> Instructions to follow: Reproduce every one of the following records verbatim, keeping each line unchanged and in its original order.

> Records for the exercise:
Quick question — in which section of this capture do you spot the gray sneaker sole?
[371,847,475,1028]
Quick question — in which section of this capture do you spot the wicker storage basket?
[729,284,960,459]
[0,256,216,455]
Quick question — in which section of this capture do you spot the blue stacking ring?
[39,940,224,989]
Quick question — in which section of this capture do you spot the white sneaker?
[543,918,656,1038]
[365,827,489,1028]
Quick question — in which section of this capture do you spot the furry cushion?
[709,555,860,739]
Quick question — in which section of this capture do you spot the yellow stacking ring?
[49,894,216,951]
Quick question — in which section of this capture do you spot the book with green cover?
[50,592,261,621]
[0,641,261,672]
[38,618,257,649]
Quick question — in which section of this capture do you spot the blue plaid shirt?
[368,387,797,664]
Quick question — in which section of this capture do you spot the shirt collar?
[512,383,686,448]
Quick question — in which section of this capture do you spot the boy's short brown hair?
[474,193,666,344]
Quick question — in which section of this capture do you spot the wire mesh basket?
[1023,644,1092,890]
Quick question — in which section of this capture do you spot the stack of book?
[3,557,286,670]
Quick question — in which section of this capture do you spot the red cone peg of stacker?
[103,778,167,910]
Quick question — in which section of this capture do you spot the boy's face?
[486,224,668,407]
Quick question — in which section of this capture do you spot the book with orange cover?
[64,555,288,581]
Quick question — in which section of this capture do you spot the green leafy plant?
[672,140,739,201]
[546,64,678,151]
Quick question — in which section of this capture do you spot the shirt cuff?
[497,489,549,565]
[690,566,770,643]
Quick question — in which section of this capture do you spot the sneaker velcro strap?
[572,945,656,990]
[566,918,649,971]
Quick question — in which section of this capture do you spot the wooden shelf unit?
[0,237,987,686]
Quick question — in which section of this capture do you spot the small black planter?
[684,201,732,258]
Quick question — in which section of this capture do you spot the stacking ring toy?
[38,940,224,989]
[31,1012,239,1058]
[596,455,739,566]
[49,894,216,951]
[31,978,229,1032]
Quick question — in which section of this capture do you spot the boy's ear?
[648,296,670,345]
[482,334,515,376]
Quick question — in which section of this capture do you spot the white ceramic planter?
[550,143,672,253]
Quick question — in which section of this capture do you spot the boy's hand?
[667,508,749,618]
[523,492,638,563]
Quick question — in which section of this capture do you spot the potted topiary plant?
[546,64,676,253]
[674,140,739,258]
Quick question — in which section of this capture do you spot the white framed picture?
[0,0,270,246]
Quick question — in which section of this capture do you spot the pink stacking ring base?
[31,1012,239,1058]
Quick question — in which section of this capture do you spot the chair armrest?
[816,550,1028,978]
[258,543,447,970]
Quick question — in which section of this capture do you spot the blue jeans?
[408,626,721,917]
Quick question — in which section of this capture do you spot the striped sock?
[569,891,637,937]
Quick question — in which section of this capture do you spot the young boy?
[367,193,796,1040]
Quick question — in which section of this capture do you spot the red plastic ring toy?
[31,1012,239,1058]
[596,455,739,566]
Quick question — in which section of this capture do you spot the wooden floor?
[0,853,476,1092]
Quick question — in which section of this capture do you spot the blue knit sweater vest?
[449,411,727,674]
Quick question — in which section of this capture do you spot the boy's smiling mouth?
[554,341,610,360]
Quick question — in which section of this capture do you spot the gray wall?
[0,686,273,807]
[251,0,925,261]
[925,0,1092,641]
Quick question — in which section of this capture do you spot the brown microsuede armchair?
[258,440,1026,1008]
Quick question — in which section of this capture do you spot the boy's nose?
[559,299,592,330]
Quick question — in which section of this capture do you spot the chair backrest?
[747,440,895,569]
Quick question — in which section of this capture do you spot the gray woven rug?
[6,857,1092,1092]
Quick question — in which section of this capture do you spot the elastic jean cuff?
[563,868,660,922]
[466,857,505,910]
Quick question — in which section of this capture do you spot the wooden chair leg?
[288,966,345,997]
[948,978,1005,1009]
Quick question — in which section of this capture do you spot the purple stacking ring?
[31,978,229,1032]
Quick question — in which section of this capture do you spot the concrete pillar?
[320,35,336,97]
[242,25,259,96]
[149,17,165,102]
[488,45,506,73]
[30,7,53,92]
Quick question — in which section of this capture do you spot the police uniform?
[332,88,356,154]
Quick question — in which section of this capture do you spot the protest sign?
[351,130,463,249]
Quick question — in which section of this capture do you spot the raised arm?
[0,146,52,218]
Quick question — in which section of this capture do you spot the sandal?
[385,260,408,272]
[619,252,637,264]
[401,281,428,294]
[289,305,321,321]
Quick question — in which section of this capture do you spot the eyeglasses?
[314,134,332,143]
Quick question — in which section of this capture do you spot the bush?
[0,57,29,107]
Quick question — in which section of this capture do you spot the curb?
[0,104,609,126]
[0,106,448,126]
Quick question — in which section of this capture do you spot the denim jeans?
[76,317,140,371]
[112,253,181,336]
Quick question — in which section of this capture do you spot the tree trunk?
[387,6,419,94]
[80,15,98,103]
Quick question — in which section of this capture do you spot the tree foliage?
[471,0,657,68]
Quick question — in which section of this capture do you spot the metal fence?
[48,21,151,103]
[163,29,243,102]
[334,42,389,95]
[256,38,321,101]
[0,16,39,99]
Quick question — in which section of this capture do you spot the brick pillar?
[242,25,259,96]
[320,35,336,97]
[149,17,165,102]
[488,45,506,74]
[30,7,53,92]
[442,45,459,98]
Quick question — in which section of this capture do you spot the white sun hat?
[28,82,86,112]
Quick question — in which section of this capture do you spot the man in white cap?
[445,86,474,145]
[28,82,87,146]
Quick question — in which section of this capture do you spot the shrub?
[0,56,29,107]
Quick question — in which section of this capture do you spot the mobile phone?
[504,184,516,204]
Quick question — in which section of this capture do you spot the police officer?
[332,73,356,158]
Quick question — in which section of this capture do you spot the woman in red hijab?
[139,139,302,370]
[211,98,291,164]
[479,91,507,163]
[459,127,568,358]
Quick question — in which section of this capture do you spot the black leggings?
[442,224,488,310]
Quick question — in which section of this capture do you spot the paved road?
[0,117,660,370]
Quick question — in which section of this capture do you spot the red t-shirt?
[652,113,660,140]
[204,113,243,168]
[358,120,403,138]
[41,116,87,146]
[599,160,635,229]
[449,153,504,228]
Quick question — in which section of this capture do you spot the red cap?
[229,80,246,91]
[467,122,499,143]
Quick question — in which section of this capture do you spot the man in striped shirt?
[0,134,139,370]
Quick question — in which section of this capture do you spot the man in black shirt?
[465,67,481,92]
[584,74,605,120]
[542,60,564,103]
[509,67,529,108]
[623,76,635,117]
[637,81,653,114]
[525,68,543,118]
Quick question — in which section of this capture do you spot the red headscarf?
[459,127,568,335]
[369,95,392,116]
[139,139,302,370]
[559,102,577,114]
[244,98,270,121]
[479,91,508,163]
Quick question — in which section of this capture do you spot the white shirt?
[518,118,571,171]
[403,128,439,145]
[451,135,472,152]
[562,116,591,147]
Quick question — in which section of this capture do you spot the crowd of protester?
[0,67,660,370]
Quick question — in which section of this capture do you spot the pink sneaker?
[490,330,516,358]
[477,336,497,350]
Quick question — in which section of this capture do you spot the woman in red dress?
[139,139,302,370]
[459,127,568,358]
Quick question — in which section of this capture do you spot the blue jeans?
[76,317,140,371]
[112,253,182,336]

> Answer to this task:
Quick question — in which section of this capture do you spot the gray sneaker sole?
[371,847,475,1028]
Quick question — in which section of this capture do you spot the wicker storage basket?
[729,284,960,459]
[0,256,216,455]
Quick question — in which section of this capture do you spot the blue stacking ring?
[39,940,224,989]
Quick question — in which section of this capture do you spot the white sneaker?
[543,918,656,1038]
[365,827,489,1028]
Quick question — in which section of this capture do you spot the furry cushion?
[709,555,860,739]
Quick question — in which section of this capture do you spot the yellow stacking ring?
[49,894,216,951]
Quick question — in which section of this capture do you spot the book with green cover?
[50,592,261,621]
[0,641,261,672]
[38,618,257,649]
Quick question — in which section of this capture do you spot the blue plaid shirt?
[368,387,797,664]
Quick question — in which section of this capture do you spot the shirt collar?
[512,383,686,448]
Quick question — in which section of this capture do you spot the boy's short brown hair?
[474,193,666,344]
Quick question — in which section of this capture do you spot the wire mesh basket?
[1023,644,1092,890]
Quick question — in which section of this capture do you spot the stack of book?
[3,557,286,670]
Quick question — in which section of this capture do you spot the red cone peg of stacker?
[103,778,167,910]
Quick question — in which section of this capture do you spot the boy's face?
[486,224,668,407]
Quick question — in which section of this capture do you spot the book with orange cover?
[64,555,288,581]
Quick question — in which section of this capture do you spot the green leafy plant?
[672,140,739,201]
[546,64,678,151]
Quick question — in which section of this capture do you spot the shirt cuff?
[497,489,549,565]
[690,566,770,643]
Quick question — in which section of this capture do you spot the sneaker velcro strap?
[572,945,656,990]
[566,918,649,971]
Quick question — in which section of this capture do you spot the wooden shelf unit?
[0,237,987,686]
Quick question — in which section of this capture do you spot the small black planter?
[684,201,732,258]
Quick question — in which section of this capture do you spot the stacking ring toy?
[38,940,224,989]
[31,1012,239,1058]
[596,455,739,566]
[49,894,216,951]
[31,978,229,1032]
Quick question — in which section of this capture do you spot the boy's ear?
[648,296,670,345]
[482,334,515,376]
Quick question — in which section of this capture do you spot the white ceramic planter?
[550,143,672,253]
Quick question — in which section of this capture do you spot the boy's hand?
[667,508,749,618]
[523,492,638,563]
Quick question — in which section of this capture do you spot the potted topiary plant?
[546,64,676,253]
[674,140,739,258]
Quick question — in which section of this capture do you spot the white framed picture?
[0,0,270,246]
Quick question — in which section of this capture do you spot the pink stacking ring base?
[31,1012,239,1058]
Quick question — in which section of this capture do you spot the chair armrest?
[816,550,1028,978]
[258,543,447,970]
Quick question — in which section of this capture do you spot the blue jeans?
[408,626,721,917]
Quick question — in which section of this capture do you spot the striped sock?
[569,891,637,937]
Quick question — in which section of this capture do you spot the young boy?
[367,193,796,1040]
Quick question — in which section of this capture do you spot the red plastic ring toy?
[31,1012,239,1058]
[596,455,739,566]
Quick question — in which section of this capture do you spot the wooden floor?
[0,853,476,1092]
Quick question — in which section of this capture do you spot the blue knit sweater vest?
[449,411,727,674]
Quick question — in which section of this capture do you spot the boy's smiling mouth?
[554,341,610,360]
Quick question — in which section of this capture do you spot the gray wall?
[0,686,273,807]
[251,0,925,261]
[925,0,1092,641]
Quick question — in which section of this capture do you spot the brown microsuede armchair?
[258,440,1026,1008]
Quick question — in which section of this capture do you spot the boy's nose?
[559,299,592,330]
Quick question — in which section of this capture do you spot the chair backrest?
[747,440,895,569]
Quick question — in which section of this capture do you spot the gray woven rug?
[6,857,1092,1092]
Quick question — in which section of this capture do you spot the elastic jean cuff?
[563,868,660,922]
[466,857,505,910]
Quick question — in which section of this capture do you spot the wooden chair leg?
[288,966,345,997]
[948,978,1005,1009]
Quick question — in which section of this capture do you spot the purple stacking ring?
[31,978,229,1032]
Quick question — in which section of this capture do you spot the concrete pillar?
[320,35,336,97]
[242,25,259,96]
[149,17,165,102]
[488,45,506,73]
[30,7,53,92]
Quick question — in which section of this capture do you spot the police uniform?
[332,88,356,154]
Quick question — in which section of this capture do you spot the protest sign?
[351,130,463,249]
Quick question — in which section of this capture do you spot the raised arm?
[0,146,52,218]
Quick question — in which section of this capture do you spot the sandal?
[385,260,408,272]
[619,252,637,264]
[401,281,428,294]
[289,305,321,321]
Quick question — in which section of this capture do you spot the eyeglasses?
[314,134,332,143]
Quick question — in which section of this capture do you spot the bush?
[0,57,29,107]
Quick question — in which section of this capture do you spot the curb?
[0,104,609,126]
[0,106,448,126]
Quick question — in which section of this capture do you spot the denim jeans?
[76,317,140,371]
[112,253,181,336]
Quick question — in which section of this capture do you spot the tree trunk?
[387,6,419,94]
[80,15,98,103]
Quick question — in which section of this capture do you spot the tree foliage?
[471,0,657,68]
Quick question — in which section of this capture do you spot the metal fence?
[48,21,151,103]
[163,29,243,102]
[334,42,389,95]
[256,38,321,101]
[0,16,39,99]
Quick question — in which section of this capture do you spot the brick pillar?
[242,25,259,96]
[320,35,336,97]
[149,17,165,102]
[488,45,506,74]
[30,7,53,92]
[442,45,459,98]
Quick question — in which section of this capture do you spot the white sun hat?
[28,82,86,112]
Quick question — in which section of this capture do you spot the man in white cap?
[445,86,474,145]
[28,82,87,146]
Quick question — in which section of this capture do you spot the shrub?
[0,56,29,107]
Quick question — in which section of this capture do you spot the mobile phone?
[504,184,516,204]
Quick question — in which section of this capture do you spot the police officer?
[332,73,356,158]
Quick question — in which section of this capture do you spot the woman in red hijab?
[139,139,302,370]
[211,98,291,164]
[479,91,507,163]
[459,127,568,358]
Quick question — in which section of this capture do you spot the black leggings?
[442,224,488,310]
Quick question — in which section of this capture do you spot the paved road?
[0,117,660,370]
Quick question — in which section of this capture do you spot the red t-shirt?
[652,113,660,140]
[204,113,243,168]
[358,120,403,138]
[41,116,87,146]
[599,160,635,229]
[449,153,504,228]
Quick question — in which section of this capture do you spot the red cap?
[229,80,246,91]
[467,122,499,143]
Quick question — in which section of this capture do you spot the man in striped shirt?
[0,134,139,370]
Quick question — in which section of this capture do you spot the man in black shirt?
[465,67,481,92]
[584,74,605,120]
[542,60,564,103]
[509,67,529,108]
[623,76,635,117]
[637,81,653,114]
[525,68,543,118]
Quick question — in which section of this capture do you spot the red headscarf?
[459,127,568,335]
[369,95,392,116]
[139,139,302,370]
[559,102,577,114]
[244,98,270,121]
[479,91,508,163]
Quick question — in which section of this capture do you spot the white shirt?
[518,118,571,171]
[403,128,439,145]
[451,135,472,152]
[562,116,591,147]
Quick question — in which section of this capture do you spot the crowd of protester?
[0,67,660,370]
Quick question — in which section of this capture do you spot the pink sneaker?
[490,330,516,358]
[477,336,497,350]
Quick question — in which section of this capture do you spot the woman in red dress?
[139,139,302,370]
[459,127,568,358]
Quick question — in which section of this capture do you spot the blue jeans?
[76,317,140,371]
[112,253,182,336]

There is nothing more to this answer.